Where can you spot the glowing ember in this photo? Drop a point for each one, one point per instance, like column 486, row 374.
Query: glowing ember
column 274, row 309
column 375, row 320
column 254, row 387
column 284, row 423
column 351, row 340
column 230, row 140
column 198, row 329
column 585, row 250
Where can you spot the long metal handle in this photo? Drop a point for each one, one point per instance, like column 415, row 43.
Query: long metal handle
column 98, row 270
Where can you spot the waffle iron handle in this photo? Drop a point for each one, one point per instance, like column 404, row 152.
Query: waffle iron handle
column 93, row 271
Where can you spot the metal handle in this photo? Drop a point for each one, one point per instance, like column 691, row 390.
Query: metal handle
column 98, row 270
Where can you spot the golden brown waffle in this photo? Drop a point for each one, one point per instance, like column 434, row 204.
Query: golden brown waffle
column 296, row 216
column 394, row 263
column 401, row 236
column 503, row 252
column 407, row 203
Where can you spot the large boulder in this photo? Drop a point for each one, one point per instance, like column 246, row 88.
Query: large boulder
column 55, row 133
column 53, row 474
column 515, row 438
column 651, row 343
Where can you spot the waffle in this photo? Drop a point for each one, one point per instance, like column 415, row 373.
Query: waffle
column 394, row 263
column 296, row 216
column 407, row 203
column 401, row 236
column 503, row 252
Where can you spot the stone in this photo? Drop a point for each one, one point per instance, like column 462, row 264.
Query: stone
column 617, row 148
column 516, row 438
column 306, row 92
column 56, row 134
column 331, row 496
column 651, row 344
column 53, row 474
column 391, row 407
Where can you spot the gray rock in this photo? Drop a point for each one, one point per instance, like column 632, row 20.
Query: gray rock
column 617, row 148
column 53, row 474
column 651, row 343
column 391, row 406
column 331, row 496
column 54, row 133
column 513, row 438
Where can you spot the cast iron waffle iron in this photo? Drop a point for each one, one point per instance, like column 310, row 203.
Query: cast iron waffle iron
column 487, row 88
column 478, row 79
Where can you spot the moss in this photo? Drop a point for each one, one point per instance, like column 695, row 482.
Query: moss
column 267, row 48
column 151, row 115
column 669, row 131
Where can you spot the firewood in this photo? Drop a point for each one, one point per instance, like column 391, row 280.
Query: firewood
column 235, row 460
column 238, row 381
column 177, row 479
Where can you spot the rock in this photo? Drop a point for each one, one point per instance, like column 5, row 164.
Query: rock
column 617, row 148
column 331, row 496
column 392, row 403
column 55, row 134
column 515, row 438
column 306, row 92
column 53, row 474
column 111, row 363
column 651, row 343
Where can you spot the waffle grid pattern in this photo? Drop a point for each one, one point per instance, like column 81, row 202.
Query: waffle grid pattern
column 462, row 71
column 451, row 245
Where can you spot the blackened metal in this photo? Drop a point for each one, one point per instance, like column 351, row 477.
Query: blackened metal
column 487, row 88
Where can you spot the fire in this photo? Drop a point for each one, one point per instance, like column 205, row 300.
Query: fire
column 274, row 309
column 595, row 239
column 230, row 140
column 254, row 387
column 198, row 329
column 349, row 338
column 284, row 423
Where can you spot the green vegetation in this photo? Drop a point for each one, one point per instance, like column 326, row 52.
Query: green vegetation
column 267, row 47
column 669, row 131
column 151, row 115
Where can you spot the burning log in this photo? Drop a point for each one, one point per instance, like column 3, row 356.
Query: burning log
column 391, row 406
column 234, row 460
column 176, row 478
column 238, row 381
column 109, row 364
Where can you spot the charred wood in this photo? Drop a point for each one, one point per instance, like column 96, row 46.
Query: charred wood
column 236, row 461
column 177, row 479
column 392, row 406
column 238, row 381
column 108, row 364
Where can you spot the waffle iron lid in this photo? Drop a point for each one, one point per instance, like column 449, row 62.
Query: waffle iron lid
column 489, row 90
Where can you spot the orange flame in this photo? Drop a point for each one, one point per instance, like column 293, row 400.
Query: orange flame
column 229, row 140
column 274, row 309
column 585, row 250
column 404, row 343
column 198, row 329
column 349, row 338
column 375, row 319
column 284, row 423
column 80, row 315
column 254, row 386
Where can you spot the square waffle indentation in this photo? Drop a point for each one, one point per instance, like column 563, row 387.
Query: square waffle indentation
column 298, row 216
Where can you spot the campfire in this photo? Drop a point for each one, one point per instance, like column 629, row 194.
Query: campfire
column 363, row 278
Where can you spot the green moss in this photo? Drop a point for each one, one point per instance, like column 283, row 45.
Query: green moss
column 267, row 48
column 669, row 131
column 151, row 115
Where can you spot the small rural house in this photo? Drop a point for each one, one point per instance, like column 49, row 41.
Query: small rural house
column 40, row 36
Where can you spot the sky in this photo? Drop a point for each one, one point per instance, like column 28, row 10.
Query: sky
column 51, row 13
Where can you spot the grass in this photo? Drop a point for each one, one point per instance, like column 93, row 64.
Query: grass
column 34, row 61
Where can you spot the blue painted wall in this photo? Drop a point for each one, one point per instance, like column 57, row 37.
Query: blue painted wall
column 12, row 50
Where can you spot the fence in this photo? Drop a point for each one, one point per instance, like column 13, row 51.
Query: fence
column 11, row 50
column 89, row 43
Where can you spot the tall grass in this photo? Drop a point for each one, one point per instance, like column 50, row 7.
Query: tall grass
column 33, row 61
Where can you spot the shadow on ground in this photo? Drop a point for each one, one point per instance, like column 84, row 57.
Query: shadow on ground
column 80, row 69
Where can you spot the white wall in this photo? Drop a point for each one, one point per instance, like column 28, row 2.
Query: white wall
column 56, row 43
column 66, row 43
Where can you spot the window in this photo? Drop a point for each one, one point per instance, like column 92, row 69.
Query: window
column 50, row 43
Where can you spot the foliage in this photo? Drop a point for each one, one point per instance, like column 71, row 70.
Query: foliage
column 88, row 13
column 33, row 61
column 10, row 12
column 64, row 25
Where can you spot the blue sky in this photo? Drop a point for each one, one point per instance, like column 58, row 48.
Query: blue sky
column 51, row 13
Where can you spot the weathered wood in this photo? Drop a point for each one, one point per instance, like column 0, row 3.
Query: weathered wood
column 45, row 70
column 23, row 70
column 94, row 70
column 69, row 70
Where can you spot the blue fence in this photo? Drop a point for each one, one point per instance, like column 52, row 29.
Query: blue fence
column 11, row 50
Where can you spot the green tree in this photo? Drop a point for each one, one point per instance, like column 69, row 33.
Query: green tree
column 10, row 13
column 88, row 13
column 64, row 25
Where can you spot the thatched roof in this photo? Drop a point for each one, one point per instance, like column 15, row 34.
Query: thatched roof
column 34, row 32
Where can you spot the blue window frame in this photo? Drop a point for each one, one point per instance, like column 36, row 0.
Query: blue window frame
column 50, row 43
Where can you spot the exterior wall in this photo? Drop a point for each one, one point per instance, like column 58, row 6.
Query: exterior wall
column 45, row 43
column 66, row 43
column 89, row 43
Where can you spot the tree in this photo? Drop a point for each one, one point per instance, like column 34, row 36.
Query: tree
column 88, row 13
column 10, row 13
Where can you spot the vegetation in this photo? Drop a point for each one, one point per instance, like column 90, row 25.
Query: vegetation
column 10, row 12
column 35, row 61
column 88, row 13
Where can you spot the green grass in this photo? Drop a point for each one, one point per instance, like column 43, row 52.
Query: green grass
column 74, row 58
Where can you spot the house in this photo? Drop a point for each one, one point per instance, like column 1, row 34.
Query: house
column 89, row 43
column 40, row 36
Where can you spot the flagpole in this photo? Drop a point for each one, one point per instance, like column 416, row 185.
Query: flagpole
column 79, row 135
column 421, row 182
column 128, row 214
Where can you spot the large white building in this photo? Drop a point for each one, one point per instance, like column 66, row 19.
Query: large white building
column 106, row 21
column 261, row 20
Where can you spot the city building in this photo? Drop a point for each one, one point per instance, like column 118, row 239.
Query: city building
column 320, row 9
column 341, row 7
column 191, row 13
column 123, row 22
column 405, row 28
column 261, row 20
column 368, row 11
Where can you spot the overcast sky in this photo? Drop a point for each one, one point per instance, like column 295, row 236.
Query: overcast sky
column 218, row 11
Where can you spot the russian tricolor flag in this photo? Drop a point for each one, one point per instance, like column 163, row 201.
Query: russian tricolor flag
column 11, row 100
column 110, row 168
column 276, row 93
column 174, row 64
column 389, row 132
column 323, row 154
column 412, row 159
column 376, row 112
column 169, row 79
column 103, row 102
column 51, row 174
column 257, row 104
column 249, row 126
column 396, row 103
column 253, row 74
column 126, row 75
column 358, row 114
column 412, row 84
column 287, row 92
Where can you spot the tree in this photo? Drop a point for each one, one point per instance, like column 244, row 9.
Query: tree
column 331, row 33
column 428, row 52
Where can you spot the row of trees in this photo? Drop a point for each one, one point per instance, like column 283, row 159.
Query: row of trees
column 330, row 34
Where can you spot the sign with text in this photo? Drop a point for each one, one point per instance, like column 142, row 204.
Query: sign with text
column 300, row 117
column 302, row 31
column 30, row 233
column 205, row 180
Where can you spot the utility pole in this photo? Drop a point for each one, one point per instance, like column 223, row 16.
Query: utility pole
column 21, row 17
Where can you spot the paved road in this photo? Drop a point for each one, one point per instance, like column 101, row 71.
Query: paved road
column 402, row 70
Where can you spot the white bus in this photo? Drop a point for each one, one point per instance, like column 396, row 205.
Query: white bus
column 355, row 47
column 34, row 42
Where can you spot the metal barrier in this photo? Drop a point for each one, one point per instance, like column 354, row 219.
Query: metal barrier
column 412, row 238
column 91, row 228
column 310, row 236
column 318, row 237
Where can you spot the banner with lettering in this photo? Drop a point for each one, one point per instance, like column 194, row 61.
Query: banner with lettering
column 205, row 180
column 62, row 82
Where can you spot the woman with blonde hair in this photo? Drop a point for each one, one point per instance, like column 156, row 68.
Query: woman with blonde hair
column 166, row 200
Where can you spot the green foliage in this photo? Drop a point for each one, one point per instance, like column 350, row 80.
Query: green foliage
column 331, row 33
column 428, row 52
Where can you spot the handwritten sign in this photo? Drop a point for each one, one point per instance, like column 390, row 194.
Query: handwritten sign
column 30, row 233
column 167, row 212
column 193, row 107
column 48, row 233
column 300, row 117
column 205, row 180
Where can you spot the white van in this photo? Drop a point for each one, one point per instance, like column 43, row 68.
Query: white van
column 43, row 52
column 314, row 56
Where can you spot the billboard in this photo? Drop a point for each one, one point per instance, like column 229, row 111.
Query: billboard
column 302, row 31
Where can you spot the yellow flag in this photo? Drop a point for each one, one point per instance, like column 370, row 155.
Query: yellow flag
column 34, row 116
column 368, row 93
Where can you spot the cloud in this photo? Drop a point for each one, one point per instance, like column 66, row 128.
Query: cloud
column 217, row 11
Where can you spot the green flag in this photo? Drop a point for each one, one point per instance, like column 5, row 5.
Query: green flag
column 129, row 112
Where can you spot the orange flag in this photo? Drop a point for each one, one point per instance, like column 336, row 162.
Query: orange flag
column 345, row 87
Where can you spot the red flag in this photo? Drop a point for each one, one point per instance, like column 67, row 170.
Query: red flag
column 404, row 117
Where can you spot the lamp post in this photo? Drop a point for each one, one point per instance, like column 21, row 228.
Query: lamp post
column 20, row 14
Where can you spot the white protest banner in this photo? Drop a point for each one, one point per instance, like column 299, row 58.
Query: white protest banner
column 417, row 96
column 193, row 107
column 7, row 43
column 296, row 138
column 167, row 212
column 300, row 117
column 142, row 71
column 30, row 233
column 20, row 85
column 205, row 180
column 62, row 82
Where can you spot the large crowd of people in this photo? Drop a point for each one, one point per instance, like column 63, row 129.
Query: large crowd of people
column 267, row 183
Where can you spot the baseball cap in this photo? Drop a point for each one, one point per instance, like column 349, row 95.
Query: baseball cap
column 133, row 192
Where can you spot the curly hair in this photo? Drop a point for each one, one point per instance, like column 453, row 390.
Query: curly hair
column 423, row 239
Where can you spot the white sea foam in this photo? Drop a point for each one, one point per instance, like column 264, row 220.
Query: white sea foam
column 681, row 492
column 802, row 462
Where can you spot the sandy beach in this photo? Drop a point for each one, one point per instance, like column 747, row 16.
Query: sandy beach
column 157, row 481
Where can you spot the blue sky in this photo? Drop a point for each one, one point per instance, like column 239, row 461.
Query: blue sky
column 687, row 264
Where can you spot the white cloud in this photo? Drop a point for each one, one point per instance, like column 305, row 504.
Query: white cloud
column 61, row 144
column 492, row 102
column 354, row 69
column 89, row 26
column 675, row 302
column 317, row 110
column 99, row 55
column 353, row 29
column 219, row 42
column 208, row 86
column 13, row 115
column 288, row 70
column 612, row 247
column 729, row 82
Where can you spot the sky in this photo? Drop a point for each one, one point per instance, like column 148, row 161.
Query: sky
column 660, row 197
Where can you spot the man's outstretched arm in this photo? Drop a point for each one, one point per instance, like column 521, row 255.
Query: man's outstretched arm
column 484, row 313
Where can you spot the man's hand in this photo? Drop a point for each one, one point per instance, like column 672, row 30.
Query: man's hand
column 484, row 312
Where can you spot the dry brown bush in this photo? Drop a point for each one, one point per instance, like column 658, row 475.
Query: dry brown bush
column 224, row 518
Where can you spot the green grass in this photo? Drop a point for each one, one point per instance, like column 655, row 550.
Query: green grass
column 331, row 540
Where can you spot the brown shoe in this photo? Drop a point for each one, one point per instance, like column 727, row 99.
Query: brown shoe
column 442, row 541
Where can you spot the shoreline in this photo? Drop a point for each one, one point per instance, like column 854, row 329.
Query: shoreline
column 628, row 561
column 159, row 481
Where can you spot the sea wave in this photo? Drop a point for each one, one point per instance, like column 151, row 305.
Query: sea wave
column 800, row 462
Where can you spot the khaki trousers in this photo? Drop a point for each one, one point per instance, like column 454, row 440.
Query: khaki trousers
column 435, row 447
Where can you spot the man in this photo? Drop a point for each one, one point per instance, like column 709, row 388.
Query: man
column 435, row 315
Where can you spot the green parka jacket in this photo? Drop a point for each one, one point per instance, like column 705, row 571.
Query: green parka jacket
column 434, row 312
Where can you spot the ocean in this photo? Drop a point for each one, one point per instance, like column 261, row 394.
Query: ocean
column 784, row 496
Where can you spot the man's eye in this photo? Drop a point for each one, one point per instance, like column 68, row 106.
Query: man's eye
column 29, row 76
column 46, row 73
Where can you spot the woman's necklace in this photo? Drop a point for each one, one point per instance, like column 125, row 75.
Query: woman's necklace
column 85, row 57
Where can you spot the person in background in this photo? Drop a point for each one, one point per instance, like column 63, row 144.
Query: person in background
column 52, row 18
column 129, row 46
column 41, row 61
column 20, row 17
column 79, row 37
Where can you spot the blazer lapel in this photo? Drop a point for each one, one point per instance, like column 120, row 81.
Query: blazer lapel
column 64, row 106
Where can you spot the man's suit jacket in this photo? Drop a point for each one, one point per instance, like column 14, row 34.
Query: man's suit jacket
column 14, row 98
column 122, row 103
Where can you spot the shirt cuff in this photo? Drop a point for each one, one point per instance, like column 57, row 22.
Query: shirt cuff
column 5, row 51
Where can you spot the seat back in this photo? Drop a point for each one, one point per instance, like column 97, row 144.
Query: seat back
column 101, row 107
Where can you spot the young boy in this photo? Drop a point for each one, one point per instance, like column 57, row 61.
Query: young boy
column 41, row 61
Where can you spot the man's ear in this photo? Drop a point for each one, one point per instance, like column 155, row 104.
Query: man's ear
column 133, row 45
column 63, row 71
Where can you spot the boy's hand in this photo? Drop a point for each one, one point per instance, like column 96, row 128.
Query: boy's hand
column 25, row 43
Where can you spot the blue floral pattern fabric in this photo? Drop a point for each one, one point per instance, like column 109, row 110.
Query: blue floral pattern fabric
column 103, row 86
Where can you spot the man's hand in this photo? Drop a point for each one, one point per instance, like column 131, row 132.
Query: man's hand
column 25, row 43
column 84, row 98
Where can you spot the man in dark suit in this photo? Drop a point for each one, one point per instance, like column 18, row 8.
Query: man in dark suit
==============================
**Written request:**
Give back exactly the lines from the line containing "Where can you spot the blazer" to the end of the entries, and no other lines.

**Reply to the task:**
Where can you spot the blazer lapel in this photo? Drop a point for each one, one point per instance, like column 120, row 81.
Query: blazer lapel
column 64, row 106
Where can you spot the man's suit jacket in this photo? Drop a point for each one, one point per instance, like column 14, row 34.
Query: man's suit jacket
column 14, row 98
column 122, row 103
Where can you spot the shirt cuff in this photo? Drop a point for each one, one point per instance, like column 57, row 22.
Query: shirt cuff
column 5, row 51
Where can you spot the seat back in this photo? Drop a point for each one, one point per instance, like column 97, row 144.
Query: seat back
column 101, row 107
Where can you spot the young boy in this photo? Drop a point for each one, one point per instance, like column 57, row 61.
Query: young boy
column 41, row 61
Where can you spot the man's ear in this photo? Drop a point for each one, one point per instance, like column 155, row 104.
Query: man's ear
column 133, row 45
column 63, row 71
Where can you spot the boy's hand in this photo? Drop a point for each one, one point per instance, like column 96, row 128.
Query: boy's hand
column 25, row 43
Where can you spot the blue floral pattern fabric in this photo? Drop a point for each one, one point per instance, like column 109, row 110.
Query: blue floral pattern fabric
column 103, row 86
Where can you spot the man's hand in this photo? Drop a point for each one, one point per instance, like column 131, row 132.
Query: man's hand
column 25, row 43
column 84, row 98
Where can you spot the man in dark suit in this photo? Drop a point for each one, one point per instance, like column 18, row 8.
Query: man in dark suit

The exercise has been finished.